Durant l’été 2020, de nombreux salariés du géant français du jeu vidéo Ubisoft avaient pris la parole sur les réseaux sociaux ou dans la presse pour témoigner de faits de harcèlement moral et sexuel, en Europe comme Outre-Atlantique. Trois ans et demi plus tard, le tribunal de Bobigny a décidé de poursuivre trois anciens responsables qui travaillaient au siège mondial d’Ubisoft, alors situé à Montreuil (Seine-Saint-Denis), révèle l’Informé. La date du procès sera fixée début février.

Une enquête de la police judiciaire avait débuté après une plainte déposée par deux victimes aux côtés du syndicat Solidaires Informatique. Au terme de celle-ci, les trois hommes sont soupçonnés d’avoir «fait régner une ambiance encourageant les propos et comportements dégradants et humiliants».

Les accusés travaillaient au sein du département «Édito». Ce service est chargé de fixer la «ligne éditoriale» ainsi que les grandes directions créatives des productions Ubisoft. À ce titre, «l’Édito» peut pousser ou au contraire mettre un terme aux projets en cours de développement.

....................

Consigne A
D'après le texte sur Ubisoft, dans quelle ville se trouvait le siège mondial où travaillaient les trois anciens responsables poursuivis ?

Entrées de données
....................

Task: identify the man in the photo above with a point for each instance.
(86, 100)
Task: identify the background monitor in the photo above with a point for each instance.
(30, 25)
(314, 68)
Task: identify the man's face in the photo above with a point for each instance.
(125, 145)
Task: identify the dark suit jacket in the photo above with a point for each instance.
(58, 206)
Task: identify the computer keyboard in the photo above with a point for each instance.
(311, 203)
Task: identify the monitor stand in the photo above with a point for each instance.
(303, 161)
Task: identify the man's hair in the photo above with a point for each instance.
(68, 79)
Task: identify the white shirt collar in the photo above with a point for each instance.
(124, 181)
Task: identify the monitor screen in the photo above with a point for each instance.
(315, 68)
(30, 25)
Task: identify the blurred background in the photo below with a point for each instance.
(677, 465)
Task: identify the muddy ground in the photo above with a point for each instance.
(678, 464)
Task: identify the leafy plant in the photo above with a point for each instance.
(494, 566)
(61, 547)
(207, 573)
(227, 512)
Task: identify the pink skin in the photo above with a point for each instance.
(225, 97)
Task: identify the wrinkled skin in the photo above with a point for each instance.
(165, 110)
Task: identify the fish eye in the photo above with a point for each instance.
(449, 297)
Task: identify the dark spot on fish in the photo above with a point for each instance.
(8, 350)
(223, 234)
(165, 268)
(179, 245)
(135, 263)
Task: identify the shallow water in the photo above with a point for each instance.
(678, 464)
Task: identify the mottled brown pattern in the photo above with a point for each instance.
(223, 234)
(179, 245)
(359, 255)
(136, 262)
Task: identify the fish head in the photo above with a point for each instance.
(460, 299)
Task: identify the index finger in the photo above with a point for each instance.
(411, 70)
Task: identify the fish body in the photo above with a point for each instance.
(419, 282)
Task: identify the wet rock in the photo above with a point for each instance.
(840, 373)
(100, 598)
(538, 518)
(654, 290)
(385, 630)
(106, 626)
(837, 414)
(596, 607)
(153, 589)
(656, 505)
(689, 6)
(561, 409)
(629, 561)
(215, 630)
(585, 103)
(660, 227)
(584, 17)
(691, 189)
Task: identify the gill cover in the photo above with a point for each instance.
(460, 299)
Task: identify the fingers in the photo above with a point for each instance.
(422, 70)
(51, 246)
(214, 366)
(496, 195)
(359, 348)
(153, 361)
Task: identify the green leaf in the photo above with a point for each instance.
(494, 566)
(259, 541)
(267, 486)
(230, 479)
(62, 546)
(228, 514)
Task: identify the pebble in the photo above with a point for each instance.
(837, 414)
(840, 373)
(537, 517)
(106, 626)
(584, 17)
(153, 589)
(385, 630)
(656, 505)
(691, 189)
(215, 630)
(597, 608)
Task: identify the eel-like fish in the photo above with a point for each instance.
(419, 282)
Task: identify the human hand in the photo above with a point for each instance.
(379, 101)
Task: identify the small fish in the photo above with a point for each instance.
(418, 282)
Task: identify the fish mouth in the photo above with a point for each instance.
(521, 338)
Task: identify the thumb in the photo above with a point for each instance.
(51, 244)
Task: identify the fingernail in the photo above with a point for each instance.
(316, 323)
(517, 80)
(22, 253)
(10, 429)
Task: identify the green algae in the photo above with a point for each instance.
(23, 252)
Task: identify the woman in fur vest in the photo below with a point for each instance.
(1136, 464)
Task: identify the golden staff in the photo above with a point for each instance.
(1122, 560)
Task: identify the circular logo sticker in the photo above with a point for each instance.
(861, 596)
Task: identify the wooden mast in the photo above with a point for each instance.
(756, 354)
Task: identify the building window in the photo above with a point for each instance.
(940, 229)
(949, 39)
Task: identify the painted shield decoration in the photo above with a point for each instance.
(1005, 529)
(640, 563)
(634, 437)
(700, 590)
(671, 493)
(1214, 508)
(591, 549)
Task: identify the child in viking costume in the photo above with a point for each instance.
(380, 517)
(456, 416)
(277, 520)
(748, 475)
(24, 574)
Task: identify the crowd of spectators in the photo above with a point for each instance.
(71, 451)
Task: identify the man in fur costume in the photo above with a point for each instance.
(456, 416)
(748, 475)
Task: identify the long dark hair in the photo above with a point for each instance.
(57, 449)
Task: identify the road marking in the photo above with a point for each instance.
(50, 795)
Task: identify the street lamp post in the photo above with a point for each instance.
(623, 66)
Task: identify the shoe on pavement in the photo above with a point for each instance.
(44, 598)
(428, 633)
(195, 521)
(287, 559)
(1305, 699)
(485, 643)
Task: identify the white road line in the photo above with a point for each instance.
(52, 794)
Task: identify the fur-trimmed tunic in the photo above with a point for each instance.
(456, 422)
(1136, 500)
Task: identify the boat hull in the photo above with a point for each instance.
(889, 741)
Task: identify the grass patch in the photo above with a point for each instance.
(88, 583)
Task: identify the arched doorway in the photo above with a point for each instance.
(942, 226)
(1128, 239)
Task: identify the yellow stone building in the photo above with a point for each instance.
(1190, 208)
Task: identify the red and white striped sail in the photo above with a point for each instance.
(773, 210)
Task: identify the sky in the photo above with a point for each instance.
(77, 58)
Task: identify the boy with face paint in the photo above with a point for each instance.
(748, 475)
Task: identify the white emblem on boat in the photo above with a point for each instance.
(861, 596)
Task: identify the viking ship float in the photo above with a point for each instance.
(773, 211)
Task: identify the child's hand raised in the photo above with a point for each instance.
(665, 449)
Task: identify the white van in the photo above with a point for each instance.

....................

Consigne B
Réécris sous forme de tableau Markdown, avec les colonnes « N° » et « Contenu », la partie des lignes placées après le texte qui va de la ligne contenant « Task: identify the man in fur » jusqu'à la dernière de ces lignes, bornes comprises, en omettant les lignes vides.

Réponse A
À Montreuil (Seine-Saint-Denis).

Réponse B
| N° | Contenu |
|---|---|
| 1 | Task: identify the man in fur costume in the photo above with a point for each instance. |
| 2 | (456, 416) |
| 3 | (748, 475) |
| 4 | Task: identify the long dark hair in the photo above with a point for each instance. |
| 5 | (57, 449) |
| 6 | Task: identify the road marking in the photo above with a point for each instance. |
| 7 | (50, 795) |
| 8 | Task: identify the street lamp post in the photo above with a point for each instance. |
| 9 | (623, 66) |
| 10 | Task: identify the shoe on pavement in the photo above with a point for each instance. |
| 11 | (44, 598) |
| 12 | (428, 633) |
| 13 | (195, 521) |
| 14 | (287, 559) |
| 15 | (1305, 699) |
| 16 | (485, 643) |
| 17 | Task: identify the white road line in the photo above with a point for each instance. |
| 18 | (52, 794) |
| 19 | Task: identify the fur-trimmed tunic in the photo above with a point for each instance. |
| 20 | (456, 422) |
| 21 | (1136, 500) |
| 22 | Task: identify the boat hull in the photo above with a point for each instance. |
| 23 | (889, 741) |
| 24 | Task: identify the grass patch in the photo above with a point for each instance. |
| 25 | (88, 583) |
| 26 | Task: identify the arched doorway in the photo above with a point for each instance. |
| 27 | (942, 226) |
| 28 | (1128, 239) |
| 29 | Task: identify the yellow stone building in the photo above with a point for each instance. |
| 30 | (1190, 208) |
| 31 | Task: identify the red and white striped sail in the photo above with a point for each instance. |
| 32 | (773, 210) |
| 33 | Task: identify the sky in the photo above with a point for each instance. |
| 34 | (77, 58) |
| 35 | Task: identify the boy with face paint in the photo above with a point for each instance. |
| 36 | (748, 475) |
| 37 | Task: identify the white emblem on boat in the photo above with a point for each instance. |
| 38 | (861, 596) |
| 39 | Task: identify the viking ship float in the photo above with a point for each instance. |
| 40 | (773, 211) |
| 41 | Task: identify the child's hand raised in the photo above with a point for each instance. |
| 42 | (665, 449) |
| 43 | Task: identify the white van in the photo above with a point for each instance. |